▶ [CHALLENGE 1] In the records below, take everything from the line containing "# Mark the region of the baseboard heater;" down to the line containing "[[[325,244],[318,262],[393,338],[428,338],[421,325]]]" and write those lines out again, requests included. Multiply each vertex coordinate in the answers by 0.7 and round to whole numbers, with halves rounded up; leave the numbers in the requests unchanged and omit the pictures.

▶ [DOCUMENT SECTION]
────────────────

Here we come to the lighting change featured in the film, whilst the lighting doesnt change a large amount it is significant and signifies darkness, the other side of the mall and the other side of Sy.
The idea of what happens after the lights go out, what Sy does when he isnt under scrutinisation of the public is extremely important to the film which hinges on the idea that Sy wants to bring things that he figures out in the shadows to the light of the mall.

This is accompanied by a momentary change in white balance from white to a more neutral yellow:
At this point Sy is living out a fantasy in which he is a member of the Yorkin family, looking at their photos he tells the waitress they are his family. The yellow balance both symbolises fantasy and works as a bridge between the sterile life of Sy and the vibrant warm colours used in the Yorkin home and photographs. This colour awareness is clear, in the film Sy himself sees it as his job to make the Yorkin home warm and beautiful, when the colour goes .3(minimal) blue he prematurely gets a technician out who refuses to fix it. This is one of the angriest we see Sy, it is clear that getting into and preserving the warmth of the Yorkin home is his wish, this colour balance is half way there as Sy fantasises and lies as though he is already completely there.

The difference in colour balance is most noticable in this scene, Sy's white home is intercut with the Yorkins, his home is silent and lonely, white, silver and transparent. It is blindingly pbvious when intercut with the Yorkins warm, populated, vibrant and happy household.
This colour balance is again compromised as the camera pans from the beige nothingness of Sy in his chair to the wall full of Yorkin family photos, as the camera gets closer the wall literally gets brighter and warmer showing that the photographs and the Yorkin family are where Sy steals warmth and builds emotional connections.
Sy's second fantasy involves him imagining he actually walks around and lives in the Yorkin house, whilst the colour scheme isnt as warm he actually alters his clothing, wearing a blue jumper signifying strength and comfort instead of the beige nothingness of his cardigan.
The next significant image is interesting, it involves a lot of green and is one of the few images in the film that does. It seems somewhat honest, pure and innocent maybe because it is between Sy and Jake, the scene represents the innocent and kind side of Sy which is usually hidden by loneliness or social structures. This is possibly the last time in the film that things could go well, however Sy oversteps his mark and Jake wont take a toy from him. This realisation and the discovery of Will Yorkin cheating on his wife present one of the turning points of the film in which Sy decides to bring to light from the "dark" information in the form of photos.

────────────────

▶ [DATA SUPPLIED]
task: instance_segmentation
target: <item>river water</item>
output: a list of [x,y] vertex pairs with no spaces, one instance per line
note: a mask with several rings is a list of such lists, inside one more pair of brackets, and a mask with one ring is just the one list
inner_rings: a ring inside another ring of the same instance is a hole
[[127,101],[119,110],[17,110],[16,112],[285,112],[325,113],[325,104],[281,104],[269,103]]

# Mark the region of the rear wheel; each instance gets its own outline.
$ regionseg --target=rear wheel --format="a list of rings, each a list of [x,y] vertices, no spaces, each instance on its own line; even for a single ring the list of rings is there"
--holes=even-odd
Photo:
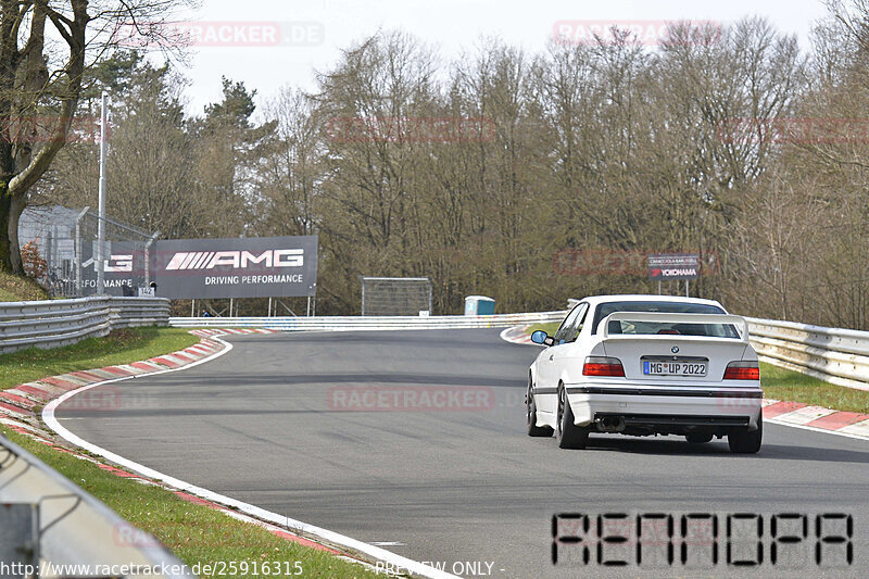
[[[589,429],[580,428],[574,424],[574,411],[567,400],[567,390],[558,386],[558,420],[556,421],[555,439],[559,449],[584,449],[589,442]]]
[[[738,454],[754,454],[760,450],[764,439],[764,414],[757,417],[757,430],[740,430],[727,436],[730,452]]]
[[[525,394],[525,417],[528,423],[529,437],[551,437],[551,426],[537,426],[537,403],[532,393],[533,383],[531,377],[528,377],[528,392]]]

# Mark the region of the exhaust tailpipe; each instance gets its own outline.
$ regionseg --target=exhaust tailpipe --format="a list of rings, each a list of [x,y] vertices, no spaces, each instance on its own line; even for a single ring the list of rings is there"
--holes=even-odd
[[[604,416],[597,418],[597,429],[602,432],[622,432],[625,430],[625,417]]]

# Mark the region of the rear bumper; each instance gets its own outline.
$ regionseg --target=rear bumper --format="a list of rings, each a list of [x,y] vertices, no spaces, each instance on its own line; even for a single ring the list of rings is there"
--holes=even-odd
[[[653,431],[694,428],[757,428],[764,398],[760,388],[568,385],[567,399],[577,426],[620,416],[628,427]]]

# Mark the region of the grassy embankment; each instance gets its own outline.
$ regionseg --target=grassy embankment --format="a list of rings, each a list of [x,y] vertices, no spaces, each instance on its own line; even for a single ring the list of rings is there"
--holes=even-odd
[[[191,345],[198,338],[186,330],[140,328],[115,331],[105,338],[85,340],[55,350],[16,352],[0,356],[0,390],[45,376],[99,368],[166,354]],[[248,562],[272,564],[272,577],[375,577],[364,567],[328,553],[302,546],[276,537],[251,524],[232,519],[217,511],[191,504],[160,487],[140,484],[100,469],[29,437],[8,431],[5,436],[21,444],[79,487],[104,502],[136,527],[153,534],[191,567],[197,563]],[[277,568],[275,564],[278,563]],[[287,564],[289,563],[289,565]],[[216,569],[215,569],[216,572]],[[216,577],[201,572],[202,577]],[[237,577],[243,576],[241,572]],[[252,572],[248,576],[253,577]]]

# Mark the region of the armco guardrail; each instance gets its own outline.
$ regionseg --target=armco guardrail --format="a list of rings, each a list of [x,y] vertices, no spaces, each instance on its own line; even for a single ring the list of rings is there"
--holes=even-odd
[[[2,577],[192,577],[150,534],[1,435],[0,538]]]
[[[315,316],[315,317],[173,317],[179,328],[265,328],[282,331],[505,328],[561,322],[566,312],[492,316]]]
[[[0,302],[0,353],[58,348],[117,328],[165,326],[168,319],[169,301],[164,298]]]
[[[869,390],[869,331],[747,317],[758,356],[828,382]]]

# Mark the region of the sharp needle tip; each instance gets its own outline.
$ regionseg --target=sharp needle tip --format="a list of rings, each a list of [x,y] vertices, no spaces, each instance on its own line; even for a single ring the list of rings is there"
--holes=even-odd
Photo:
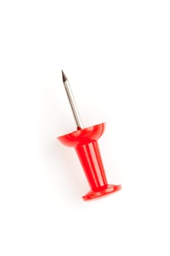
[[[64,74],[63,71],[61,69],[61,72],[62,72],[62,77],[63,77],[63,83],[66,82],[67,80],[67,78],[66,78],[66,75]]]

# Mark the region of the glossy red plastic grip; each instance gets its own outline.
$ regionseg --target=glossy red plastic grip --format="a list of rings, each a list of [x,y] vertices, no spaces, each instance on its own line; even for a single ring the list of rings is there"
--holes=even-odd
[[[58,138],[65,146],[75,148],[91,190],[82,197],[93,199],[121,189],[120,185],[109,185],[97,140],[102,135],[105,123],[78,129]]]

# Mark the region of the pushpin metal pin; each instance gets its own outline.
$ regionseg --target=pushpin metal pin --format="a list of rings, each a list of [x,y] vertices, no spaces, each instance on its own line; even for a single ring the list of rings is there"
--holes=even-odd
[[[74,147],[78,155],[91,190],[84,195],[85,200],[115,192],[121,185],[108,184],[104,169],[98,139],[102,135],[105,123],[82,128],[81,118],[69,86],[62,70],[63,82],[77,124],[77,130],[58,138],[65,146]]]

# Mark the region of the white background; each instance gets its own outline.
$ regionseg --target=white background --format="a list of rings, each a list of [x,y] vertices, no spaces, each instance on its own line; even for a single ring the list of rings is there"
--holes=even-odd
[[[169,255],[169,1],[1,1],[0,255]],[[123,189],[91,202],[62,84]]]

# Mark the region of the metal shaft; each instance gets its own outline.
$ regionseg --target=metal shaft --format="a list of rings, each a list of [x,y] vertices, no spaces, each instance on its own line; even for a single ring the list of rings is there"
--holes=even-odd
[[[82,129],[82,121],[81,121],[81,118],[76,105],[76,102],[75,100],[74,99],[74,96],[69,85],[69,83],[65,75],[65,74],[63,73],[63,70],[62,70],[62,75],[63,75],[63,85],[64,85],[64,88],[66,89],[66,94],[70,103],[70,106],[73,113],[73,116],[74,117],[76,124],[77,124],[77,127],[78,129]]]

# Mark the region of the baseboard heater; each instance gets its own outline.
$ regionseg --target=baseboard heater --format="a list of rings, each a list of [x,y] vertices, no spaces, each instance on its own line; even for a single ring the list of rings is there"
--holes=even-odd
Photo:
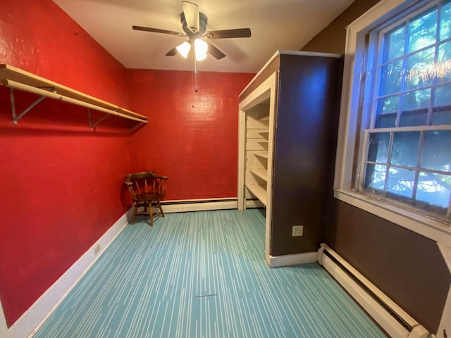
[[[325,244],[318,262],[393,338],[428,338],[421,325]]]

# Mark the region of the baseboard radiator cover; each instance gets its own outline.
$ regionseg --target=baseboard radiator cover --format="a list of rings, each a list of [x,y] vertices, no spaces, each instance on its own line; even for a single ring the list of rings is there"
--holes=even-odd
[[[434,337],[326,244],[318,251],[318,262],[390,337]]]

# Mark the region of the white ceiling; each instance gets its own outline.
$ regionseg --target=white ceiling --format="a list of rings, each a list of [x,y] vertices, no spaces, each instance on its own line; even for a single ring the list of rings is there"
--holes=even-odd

────────────────

▶ [CHALLENGE 2] Translate this sentence from the film analysis into Spanish: "The yellow balance both symbolises fantasy and works as a bridge between the sterile life of Sy and the vibrant warm colours used in the Yorkin home and photographs."

▶ [FINISHED ANSWER 1]
# Mark the region of the baseboard heater; each instance gets its own outline.
$ regionseg --target=baseboard heater --format="a list of rings, each a list of [x,y] vertices, no spaces, each instance on its own line; even for a single ring the list of rings is there"
--holes=even-odd
Photo:
[[[228,171],[223,183],[275,237],[300,237],[295,228]]]

▶ [FINISHED ANSWER 2] El balance amarillo simboliza la fantasía y, a la vez, funciona como un puente entre la vida estéril de Sy y los colores cálidos y vibrantes que se usan en el hogar de los Yorkin y en las fotografías.